• TEXTE SOURCE:
——————————

La France et l’Europe

, par Robert Toulemon

La France et l’Europe entretiennent depuis le début de cette
grande entreprise historique qu’a été et que demeure la
construction européenne des rapports ambigus. Ce sont deux
Français, Jean Monnet et Robert Schuman qui ont été à
l’origine du processus, mais c’est aussi la France qui, à de
nombreuses reprises, et pas seulement au temps du général
de Gaulle, a refusé des progrès qui alors étaient possibles et
ne le sont plus ou plus difficilement aujourd’hui.

La plupart des Français souhaitent une Europe-puissance qui
serait une plus grande France. N’ayant aucune expérience du
fédéralisme, ils souhaitent et redoutent à la fois un Etat
européen centralisé. Cette schizophrénie a conduit la
diplomatie française à une contradiction qui consiste à
souhaiter une Europe forte et à lui refuser les instruments
institutionnels et budgétaires sans lesquels elle ne peut que
demeurer faible.

Appartenant au courant fédéraliste, je suis de ceux qui n’ont
cessé de dénoncer cette contradiction, qui remonte à la
IVème République mais qui a été accentuée par le général de
Gaulle. J’en montrerai les conséquences à travers quelques
épisodes d’une histoire qui a commencé au milieu du siècle
dernier. J’en viendrai ensuite à la crise actuelle ouverte par le
referendum du 29 mai 2005.

Une succession de progrès et de crises

Cette construction européenne, qui est de loin l’aventure
historique la plus exceptionnelle de l’histoire des nations,
peut s’analyser comme une succession de progrès et de crises
auxquelles la France a toujours pris une grande part.
Initiatrice de progrès mais aussi responsable de difficultés
dont l’Europe a toujours fini par triompher. Je retiendrai six
épisodes de progrès suivis d’une crise.

Le premier épisode (1950-1954) est celui qui va de l’appel
lancé par Schuman le 9 mai 1950 au rejet de la CED
par
l’Assemblée nationale le 30 août 1954. La proposition
inspirée par Jean Monnet de placer les industries du charbon
et de l’acier sous une Haute autorité supranationale a marqué
le point de départ de la réconciliation franco-allemande et de
l’Europe communautaire après les déceptions du congrès de
la Haye de 1948. Adenauer, qui attendait ce geste de
réconciliation, et le Belge Spaak, déçu par l’impuissance du
Conseil de l’Europe dont il présidait l’assemblée, se rallient
aussitôt.

——————————

• ENREGISTREMENTS:
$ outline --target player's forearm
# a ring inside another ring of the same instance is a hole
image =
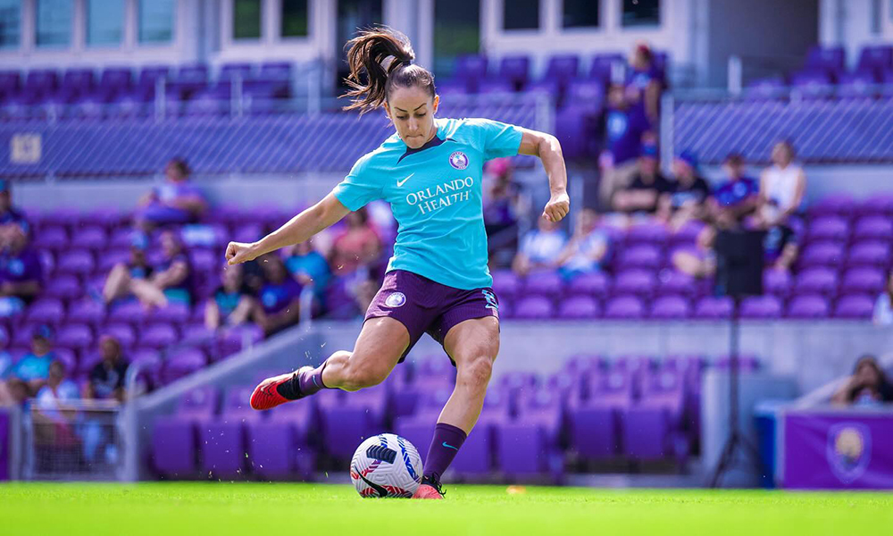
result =
[[[282,227],[255,242],[256,256],[305,242],[344,217],[345,214],[339,214],[340,211],[329,206],[330,203],[327,203],[327,200],[328,198],[305,210]]]
[[[539,141],[539,159],[549,178],[549,191],[553,196],[567,192],[567,169],[561,144],[555,136],[545,136]]]

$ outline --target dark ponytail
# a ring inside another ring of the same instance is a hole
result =
[[[420,86],[434,96],[434,75],[413,65],[415,53],[409,38],[387,26],[360,30],[347,41],[347,65],[350,74],[345,82],[350,87],[346,96],[351,104],[345,110],[365,113],[382,105],[394,85]],[[364,79],[364,80],[363,80]]]

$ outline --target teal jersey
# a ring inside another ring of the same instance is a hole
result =
[[[388,271],[405,270],[470,290],[493,284],[487,268],[484,163],[518,154],[522,130],[487,119],[438,119],[419,149],[395,133],[360,158],[335,197],[350,210],[383,199],[397,222]]]

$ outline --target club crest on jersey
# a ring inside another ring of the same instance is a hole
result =
[[[468,156],[462,151],[456,151],[449,155],[449,164],[457,170],[468,167]]]
[[[385,305],[388,307],[399,307],[406,303],[406,295],[403,292],[395,292],[385,298]]]

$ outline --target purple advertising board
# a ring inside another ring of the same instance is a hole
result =
[[[789,411],[782,483],[801,490],[893,490],[893,412]]]

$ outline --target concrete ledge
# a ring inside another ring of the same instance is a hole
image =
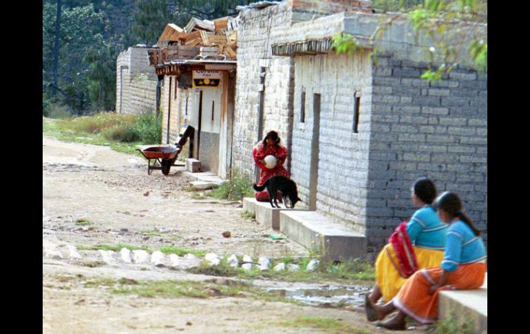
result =
[[[459,323],[471,320],[474,333],[487,333],[487,273],[480,289],[440,291],[438,295],[438,319],[448,317],[452,311]]]
[[[191,171],[182,171],[182,176],[184,178],[190,181],[202,181],[211,183],[215,183],[217,185],[225,182],[224,180],[210,171],[200,171],[198,173],[191,173]]]
[[[279,204],[280,206],[282,204]],[[271,207],[268,202],[258,202],[255,198],[246,197],[243,198],[243,211],[247,211],[254,213],[256,216],[256,221],[263,224],[267,227],[272,227],[273,229],[279,231],[280,221],[279,213],[282,211],[307,211],[299,209],[277,209]]]
[[[280,231],[310,249],[313,247],[324,258],[348,260],[366,253],[366,237],[332,222],[316,211],[282,211]]]

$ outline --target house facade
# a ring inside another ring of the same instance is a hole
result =
[[[240,12],[235,171],[253,177],[252,147],[274,129],[301,198],[365,234],[372,249],[414,212],[410,187],[422,176],[458,193],[487,230],[487,73],[463,59],[442,81],[420,79],[428,43],[411,46],[412,28],[399,18],[377,44],[376,64],[367,42],[381,15],[328,1],[349,10],[303,19],[310,2]],[[362,48],[336,54],[340,33]]]
[[[140,114],[156,108],[157,76],[149,66],[148,51],[152,48],[131,46],[116,59],[116,112]]]
[[[185,28],[169,24],[149,52],[160,79],[162,143],[174,144],[182,127],[195,129],[182,158],[201,169],[229,178],[235,82],[235,30],[231,18],[192,19]]]

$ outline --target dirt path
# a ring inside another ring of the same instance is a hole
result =
[[[43,333],[329,333],[329,328],[288,324],[304,317],[385,333],[361,313],[266,302],[244,294],[147,298],[87,286],[87,281],[94,278],[204,282],[212,278],[186,272],[187,260],[182,258],[177,259],[184,264],[182,267],[169,256],[165,265],[156,266],[149,260],[142,262],[140,253],[131,253],[136,259],[131,263],[123,260],[128,254],[118,251],[105,258],[103,251],[78,250],[78,246],[127,244],[150,251],[172,246],[251,256],[308,254],[293,242],[268,238],[279,233],[243,218],[240,203],[193,199],[181,189],[188,181],[178,170],[172,169],[168,176],[159,171],[148,176],[145,164],[141,158],[106,147],[43,138]],[[222,236],[226,231],[231,238]],[[254,284],[296,285],[257,280]]]

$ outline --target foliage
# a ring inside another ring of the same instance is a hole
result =
[[[103,251],[120,251],[123,248],[127,248],[129,251],[136,251],[137,249],[142,249],[147,252],[150,252],[151,249],[146,246],[133,246],[131,244],[95,244],[94,246],[78,246],[77,249],[80,251],[98,251],[102,249]]]
[[[68,106],[48,101],[43,105],[43,115],[51,118],[67,119],[72,116]]]
[[[463,45],[458,42],[458,34],[462,32],[462,28],[454,24],[455,20],[487,23],[487,0],[380,0],[374,1],[373,8],[399,12],[383,15],[370,39],[372,45],[382,39],[383,32],[394,20],[405,17],[413,26],[416,43],[423,39],[431,44],[429,59],[425,61],[431,64],[440,64],[430,66],[421,74],[422,79],[431,82],[441,80],[443,74],[450,72],[458,64],[458,59],[465,56],[459,51]],[[476,25],[467,25],[465,29],[465,32],[473,36],[467,45],[468,55],[474,61],[475,68],[483,72],[487,67],[487,30],[481,30]],[[335,36],[333,40],[337,53],[350,54],[359,48],[357,42],[349,34]],[[379,52],[376,47],[371,54],[376,64]]]
[[[52,96],[53,50],[55,44],[56,4],[43,4],[43,98],[59,100],[80,114],[89,105],[87,94],[88,64],[83,59],[89,48],[104,43],[106,27],[103,15],[93,5],[62,8],[59,78],[59,95]]]
[[[134,14],[131,31],[143,43],[151,46],[156,43],[164,28],[172,21],[167,3],[166,0],[136,0],[135,6],[138,12]]]
[[[463,323],[460,323],[454,311],[449,312],[445,319],[438,320],[434,325],[437,334],[471,334],[474,333],[474,323],[471,319],[467,319]]]
[[[63,122],[59,127],[78,134],[100,133],[107,140],[120,143],[153,144],[162,138],[162,121],[153,113],[138,116],[100,112]]]
[[[218,199],[243,200],[244,197],[253,197],[254,190],[248,178],[236,174],[229,180],[209,192],[208,196]]]
[[[285,320],[277,324],[284,327],[295,328],[312,328],[332,333],[368,334],[370,332],[365,329],[354,328],[344,322],[340,322],[335,318],[323,317],[302,317],[294,320]]]

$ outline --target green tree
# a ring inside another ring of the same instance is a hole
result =
[[[166,0],[136,0],[138,12],[134,15],[131,31],[148,46],[158,41],[172,16]]]

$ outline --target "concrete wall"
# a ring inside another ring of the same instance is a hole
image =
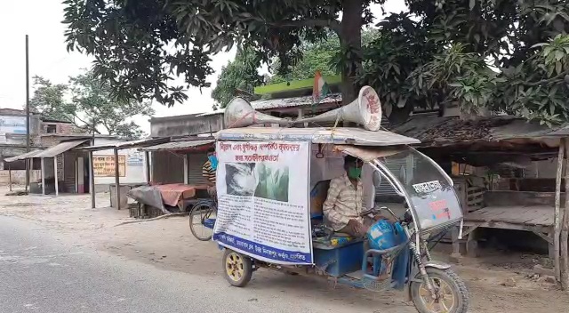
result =
[[[34,170],[30,172],[31,181],[40,180],[41,178],[41,171]],[[8,170],[0,170],[0,186],[6,186],[9,183]],[[12,183],[16,185],[26,184],[26,171],[12,171]]]
[[[150,136],[188,136],[216,132],[223,126],[223,115],[196,116],[193,115],[153,117],[150,119]]]
[[[152,181],[156,183],[184,182],[183,156],[168,151],[151,153]]]
[[[124,140],[117,139],[95,138],[95,146],[105,145],[109,143],[123,142]],[[144,166],[144,153],[139,152],[138,148],[129,148],[118,150],[118,155],[124,156],[125,158],[125,173],[124,176],[120,177],[120,182],[124,184],[145,183],[146,182],[146,167]],[[93,152],[93,156],[114,156],[114,151],[102,150]],[[134,162],[137,157],[141,157],[142,162]],[[99,185],[98,190],[108,190],[105,186],[115,183],[115,176],[99,177],[95,176],[95,186]],[[102,187],[100,187],[102,186]]]

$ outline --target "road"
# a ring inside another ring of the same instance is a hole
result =
[[[284,287],[270,281],[230,287],[220,275],[160,269],[77,245],[72,237],[24,220],[0,217],[0,225],[3,313],[414,311],[405,305],[384,309],[377,302],[337,299],[357,292],[352,289],[333,290],[327,298],[307,290],[312,288],[307,284],[287,281],[293,277],[276,279]]]

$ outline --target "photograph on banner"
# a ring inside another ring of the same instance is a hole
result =
[[[311,264],[309,143],[220,141],[216,151],[213,239],[259,260]]]

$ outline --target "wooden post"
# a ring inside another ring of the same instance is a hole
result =
[[[561,272],[559,267],[559,234],[561,233],[560,212],[561,212],[561,176],[563,175],[563,158],[565,153],[565,140],[559,140],[559,152],[557,153],[557,173],[556,175],[555,187],[555,213],[553,217],[553,261],[555,266],[555,276],[557,281],[561,279]],[[565,185],[567,181],[565,181]],[[565,194],[567,189],[565,189]],[[566,197],[566,196],[565,196]],[[566,202],[566,199],[565,199]],[[550,249],[550,248],[549,248]],[[551,253],[549,253],[551,254]],[[549,255],[551,256],[551,255]]]
[[[53,177],[55,177],[55,196],[60,196],[60,182],[57,177],[57,156],[53,156]]]
[[[150,182],[150,152],[144,151],[144,165],[146,167],[146,182]]]
[[[10,191],[12,191],[12,165],[8,164],[8,184],[10,185]]]
[[[565,147],[565,155],[569,156],[569,147],[567,145],[567,140],[564,139]],[[560,277],[561,277],[561,287],[563,290],[569,290],[569,252],[567,251],[567,237],[569,236],[569,197],[567,197],[569,190],[569,157],[565,164],[565,205],[563,208],[563,214],[561,214],[561,238],[558,238],[559,245],[561,245],[561,256],[560,256]],[[557,255],[556,255],[557,256]]]
[[[42,165],[42,195],[45,195],[45,160],[42,157],[40,162]]]
[[[94,209],[95,203],[95,177],[93,175],[92,151],[89,151],[89,192],[91,193],[91,208]]]
[[[115,188],[116,189],[116,208],[121,209],[121,186],[120,179],[118,178],[120,173],[118,172],[118,149],[115,148]]]
[[[184,183],[187,184],[188,183],[188,155],[184,154]]]

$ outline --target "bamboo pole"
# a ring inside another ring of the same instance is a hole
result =
[[[566,139],[565,150],[569,155],[569,147],[567,147]],[[569,157],[567,157],[565,169],[569,166]],[[560,256],[560,275],[561,275],[561,287],[565,291],[569,291],[569,247],[567,246],[567,237],[569,237],[569,197],[567,197],[567,191],[569,190],[569,171],[565,171],[565,205],[563,208],[563,216],[561,223],[561,238],[559,245],[561,245],[561,256]]]
[[[560,212],[561,212],[561,176],[563,175],[563,159],[565,153],[565,139],[559,140],[559,152],[557,153],[557,173],[556,175],[556,185],[555,185],[555,213],[554,213],[554,222],[553,222],[553,251],[554,251],[554,268],[555,268],[555,277],[557,281],[561,281],[561,271],[559,267],[559,235],[561,233],[561,219],[560,219]],[[565,185],[567,184],[567,181],[565,180]],[[565,189],[565,193],[568,189]],[[565,197],[565,202],[567,201],[567,197]]]

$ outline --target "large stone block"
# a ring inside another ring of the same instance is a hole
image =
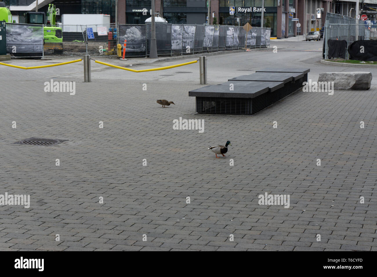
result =
[[[334,82],[334,89],[367,90],[371,87],[372,72],[326,72],[320,73],[318,82]]]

——————————

• TÂCHE 1: Dans le texte sur la France et l'Europe, remplacez « triompher » par « l'emporter » et recopiez le passage allant de « Initiatrice de progrès » jusqu'à « suivis d’une crise. » inclus.
• TÂCHE 2: Veuillez rassembler toutes les lignes des enregistrements où figure la chaîne « jersey ».
Le texte sur la France et l'Europe et les enregistrements proviennent de sources distinctes.

• RÉPONSE COMPLÈTE 1:
Initiatrice de progrès mais aussi responsable de difficultés
dont l’Europe a toujours fini par l'emporter. Je retiendrai six
épisodes de progrès suivis d’une crise.

• RÉPONSE COMPLÈTE 2:
$ outline --target teal jersey
$ outline --target club crest on jersey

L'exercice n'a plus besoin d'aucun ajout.